• _Your instructions_: Copy all of the material below line for line, without changing any character.

• _Data provided_:
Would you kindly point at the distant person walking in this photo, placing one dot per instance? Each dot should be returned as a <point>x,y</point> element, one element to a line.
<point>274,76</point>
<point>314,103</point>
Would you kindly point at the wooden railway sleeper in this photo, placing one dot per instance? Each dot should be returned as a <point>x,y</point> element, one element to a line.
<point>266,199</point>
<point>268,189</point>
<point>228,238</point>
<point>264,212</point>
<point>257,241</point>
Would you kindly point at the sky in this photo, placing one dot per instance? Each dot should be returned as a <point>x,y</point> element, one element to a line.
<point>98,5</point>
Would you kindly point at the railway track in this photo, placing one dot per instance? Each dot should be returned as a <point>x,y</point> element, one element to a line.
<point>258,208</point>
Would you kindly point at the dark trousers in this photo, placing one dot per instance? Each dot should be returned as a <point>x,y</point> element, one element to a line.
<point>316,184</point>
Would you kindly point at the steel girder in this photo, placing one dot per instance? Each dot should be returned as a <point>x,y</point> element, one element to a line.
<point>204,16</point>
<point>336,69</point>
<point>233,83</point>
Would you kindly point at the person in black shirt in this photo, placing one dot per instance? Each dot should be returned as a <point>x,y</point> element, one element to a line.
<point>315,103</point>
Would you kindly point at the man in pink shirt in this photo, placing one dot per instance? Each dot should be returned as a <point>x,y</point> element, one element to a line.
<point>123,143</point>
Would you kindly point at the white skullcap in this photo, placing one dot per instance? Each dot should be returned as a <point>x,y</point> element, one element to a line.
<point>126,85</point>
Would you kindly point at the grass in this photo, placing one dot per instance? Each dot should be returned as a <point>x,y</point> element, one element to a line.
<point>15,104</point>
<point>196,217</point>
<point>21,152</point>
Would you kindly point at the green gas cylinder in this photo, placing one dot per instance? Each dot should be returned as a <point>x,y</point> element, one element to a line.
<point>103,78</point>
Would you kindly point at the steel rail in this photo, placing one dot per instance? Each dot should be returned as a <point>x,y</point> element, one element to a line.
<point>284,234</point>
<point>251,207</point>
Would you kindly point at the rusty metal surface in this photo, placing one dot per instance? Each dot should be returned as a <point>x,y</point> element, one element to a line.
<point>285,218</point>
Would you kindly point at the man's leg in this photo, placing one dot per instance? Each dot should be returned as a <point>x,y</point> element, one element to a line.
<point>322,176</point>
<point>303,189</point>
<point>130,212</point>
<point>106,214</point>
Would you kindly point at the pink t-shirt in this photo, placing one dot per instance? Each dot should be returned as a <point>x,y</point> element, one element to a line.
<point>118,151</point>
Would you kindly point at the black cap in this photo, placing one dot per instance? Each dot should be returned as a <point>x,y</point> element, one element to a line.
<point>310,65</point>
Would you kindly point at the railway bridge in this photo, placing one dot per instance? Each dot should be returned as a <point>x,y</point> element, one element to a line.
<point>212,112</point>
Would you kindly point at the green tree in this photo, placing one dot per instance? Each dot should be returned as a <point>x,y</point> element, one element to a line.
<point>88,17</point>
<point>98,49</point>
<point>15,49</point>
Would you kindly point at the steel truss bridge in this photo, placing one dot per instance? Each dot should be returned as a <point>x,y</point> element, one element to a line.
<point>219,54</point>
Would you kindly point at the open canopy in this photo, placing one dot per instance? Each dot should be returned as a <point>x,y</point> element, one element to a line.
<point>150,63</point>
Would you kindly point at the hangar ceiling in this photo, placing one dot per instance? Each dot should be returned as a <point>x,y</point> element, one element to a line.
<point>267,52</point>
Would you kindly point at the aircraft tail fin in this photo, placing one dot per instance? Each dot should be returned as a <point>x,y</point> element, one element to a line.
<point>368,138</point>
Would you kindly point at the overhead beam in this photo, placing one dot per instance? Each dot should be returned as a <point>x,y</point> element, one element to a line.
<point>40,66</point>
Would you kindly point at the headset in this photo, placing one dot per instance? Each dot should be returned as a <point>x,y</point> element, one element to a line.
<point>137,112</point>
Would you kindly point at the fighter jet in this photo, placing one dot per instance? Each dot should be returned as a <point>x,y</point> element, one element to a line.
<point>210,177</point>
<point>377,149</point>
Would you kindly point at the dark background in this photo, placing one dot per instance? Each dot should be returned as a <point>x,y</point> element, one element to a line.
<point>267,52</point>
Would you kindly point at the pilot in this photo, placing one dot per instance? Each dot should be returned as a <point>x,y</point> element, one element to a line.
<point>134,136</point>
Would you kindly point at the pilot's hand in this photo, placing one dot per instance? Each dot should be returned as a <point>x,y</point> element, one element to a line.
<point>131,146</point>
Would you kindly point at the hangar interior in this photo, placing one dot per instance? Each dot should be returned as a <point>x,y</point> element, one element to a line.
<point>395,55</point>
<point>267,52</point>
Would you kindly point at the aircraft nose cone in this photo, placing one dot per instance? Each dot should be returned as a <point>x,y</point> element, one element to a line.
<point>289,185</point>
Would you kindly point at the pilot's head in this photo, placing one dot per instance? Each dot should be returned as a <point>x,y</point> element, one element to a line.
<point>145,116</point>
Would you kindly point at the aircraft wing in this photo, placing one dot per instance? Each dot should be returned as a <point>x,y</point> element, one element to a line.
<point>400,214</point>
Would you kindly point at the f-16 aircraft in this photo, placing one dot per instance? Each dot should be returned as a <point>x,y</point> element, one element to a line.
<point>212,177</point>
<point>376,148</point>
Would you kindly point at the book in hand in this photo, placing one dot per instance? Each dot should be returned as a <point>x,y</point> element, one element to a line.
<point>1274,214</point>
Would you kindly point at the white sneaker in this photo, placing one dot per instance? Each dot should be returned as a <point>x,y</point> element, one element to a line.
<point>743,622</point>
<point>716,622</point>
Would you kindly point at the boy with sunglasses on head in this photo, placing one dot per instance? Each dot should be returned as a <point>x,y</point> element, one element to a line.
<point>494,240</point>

• _Answer to this task_:
Would you kindly point at the distant person walking in this photo, placing one dot per instance? Each dot should be returned as a <point>x,y</point> element, one element to a line.
<point>274,76</point>
<point>314,103</point>
Would you kindly point at the wooden railway sleeper in this photo, placing one dot per instance? Each dot should be returned as a <point>x,y</point> element, one element to a line.
<point>266,199</point>
<point>268,189</point>
<point>228,238</point>
<point>264,212</point>
<point>257,241</point>
Would you kindly point at the sky in this photo, placing one dot per instance? Each dot should be returned as a <point>x,y</point> element, one element to a line.
<point>98,5</point>
Would you kindly point at the railway track in this photo, placing one dot per instance? Each dot should be returned as a <point>x,y</point> element, one element to a line.
<point>258,208</point>
Would you kindly point at the dark trousers in this photo, placing one dot per instance? Each dot should be returned as a <point>x,y</point> element, one element to a line.
<point>316,184</point>
Would you kindly point at the steel girder in this photo, placing one dot per instance? Each dot should be returned as a <point>x,y</point> element, one element to a line.
<point>204,16</point>
<point>336,69</point>
<point>233,83</point>
Would you kindly point at the person in black shirt in this photo, placing one dot per instance? Each dot should be returned as a <point>x,y</point> element, one element to a line.
<point>315,103</point>
Would you kindly point at the man in pink shirt in this photo, placing one dot per instance? Each dot should be returned as a <point>x,y</point> element, one element to a line.
<point>123,143</point>
Would you kindly point at the white skullcap in this photo, placing one dot per instance? Each dot should be returned as a <point>x,y</point> element, one element to a line.
<point>126,85</point>
Would you kindly point at the grass in this photo, placing one dot per instance? Each dot should be returned as a <point>x,y</point> element, one element to a line.
<point>15,104</point>
<point>196,217</point>
<point>21,152</point>
Would you kindly point at the green gas cylinder in this photo, placing one dot per instance? Each dot should be returned as a <point>x,y</point> element, one element to a line.
<point>103,78</point>
Would you kindly point at the steel rail in this photo, placing one dot per instance? Each dot should be returned as a <point>x,y</point> element, one element to a line.
<point>284,234</point>
<point>251,207</point>
Would you kindly point at the rusty metal surface in this photo, placing one dot per instance? Each dot should be returned as a <point>x,y</point> element, one element to a line.
<point>285,218</point>
Would you kindly point at the man's leg in this photo, placing one dot per instance? Each dot should be returned as a <point>x,y</point> element, one element to a line.
<point>322,176</point>
<point>303,189</point>
<point>130,212</point>
<point>106,214</point>
Would you kindly point at the pink t-shirt in this photo, placing one dot per instance? Each dot should be returned as a <point>x,y</point> element, one element to a line.
<point>118,151</point>
Would you kindly point at the black cap in this photo, placing one dot per instance? Each dot should be returned as a <point>x,y</point> element, one element to a line.
<point>310,65</point>
Would you kindly point at the railway bridge in this photo, placing one dot per instance? Each dot should be returned as a <point>x,y</point> element, one element to a line.
<point>212,112</point>
Would you kindly point at the green tree in this photo, placing one dot per instance? Each dot should be returned as a <point>x,y</point> element, one element to a line.
<point>88,17</point>
<point>98,49</point>
<point>15,49</point>
Would you kindly point at the steel truss bridge in this photo, placing one dot per instance? Each dot should be returned as a <point>x,y</point> element, one element to a line.
<point>219,54</point>
Would you kindly point at the open canopy in this photo, placing one dot per instance? Each dot should be returned as a <point>x,y</point> element, one element to a line.
<point>150,63</point>
Would you kindly point at the hangar ceiling in this photo, placing one dot per instance? Each dot should be returned as a <point>x,y</point> element, one element to a line.
<point>267,52</point>
Would you kindly point at the aircraft tail fin in this photo, placing one dot per instance? Each dot should be returned as a <point>x,y</point> element, one element to a line.
<point>368,138</point>
Would you kindly point at the overhead beam in this photo, placing one dot per instance? Each dot should be returned as a <point>x,y</point> element, one element to a line.
<point>40,66</point>
Would you kindly point at the headset in this photo, placing one dot per instance? Each dot should be returned as a <point>x,y</point> element, one element to a line.
<point>137,112</point>
Would you kindly point at the fighter jet in this photo, placing one dot per instance? Each dot should be returned as a <point>x,y</point> element, one element to a line.
<point>210,177</point>
<point>377,149</point>
Would you kindly point at the dark background in this photo, placing one dot per instance? Each dot should be returned as a <point>x,y</point> element, one element to a line.
<point>267,52</point>
Would you kindly point at the pilot in this photo, placing one dot per instance? Each dot should be returned as a <point>x,y</point> element, one element to a line.
<point>134,136</point>
Would you kindly point at the pilot's hand in this photo, placing one dot per instance? Each dot should be returned as a <point>x,y</point> element, one element to a line.
<point>131,146</point>
Would you kindly point at the hangar interior in this photo, placing one dot per instance? Each dot should be returned as a <point>x,y</point> element, one element to a line.
<point>395,55</point>
<point>267,52</point>
Would you kindly point at the aircraft nose cone in this photo, placing one dot per instance? Each dot should be returned as a <point>x,y</point> element, one element to a line.
<point>289,185</point>
Would you kindly point at the pilot's head in this photo, placing one dot per instance? Each dot should be returned as a <point>x,y</point> element, one element to a line.
<point>145,116</point>
Would you kindly point at the aircraft wing in this photo, placing one dot per instance? Each dot should be returned as a <point>x,y</point> element, one element to a line.
<point>400,214</point>
Would you kindly point at the f-16 aircraft in this photo, placing one dot per instance? Each dot should be returned as a <point>x,y</point> element, one element to a line.
<point>212,177</point>
<point>376,148</point>
Would you kindly point at the book in hand in this photo, placing one dot per instance? Each dot should be returned as a <point>x,y</point> element, one element to a line.
<point>1274,214</point>
Would you kindly point at the white sneaker in this photo, placing one dot per instance? Each dot should be returned as a <point>x,y</point> element, one element to a line.
<point>743,622</point>
<point>716,622</point>
Would you kindly point at the boy with sunglasses on head in this photo, placing one dot per instance? Each dot should be returned as a <point>x,y</point> element, one element to a line.
<point>494,240</point>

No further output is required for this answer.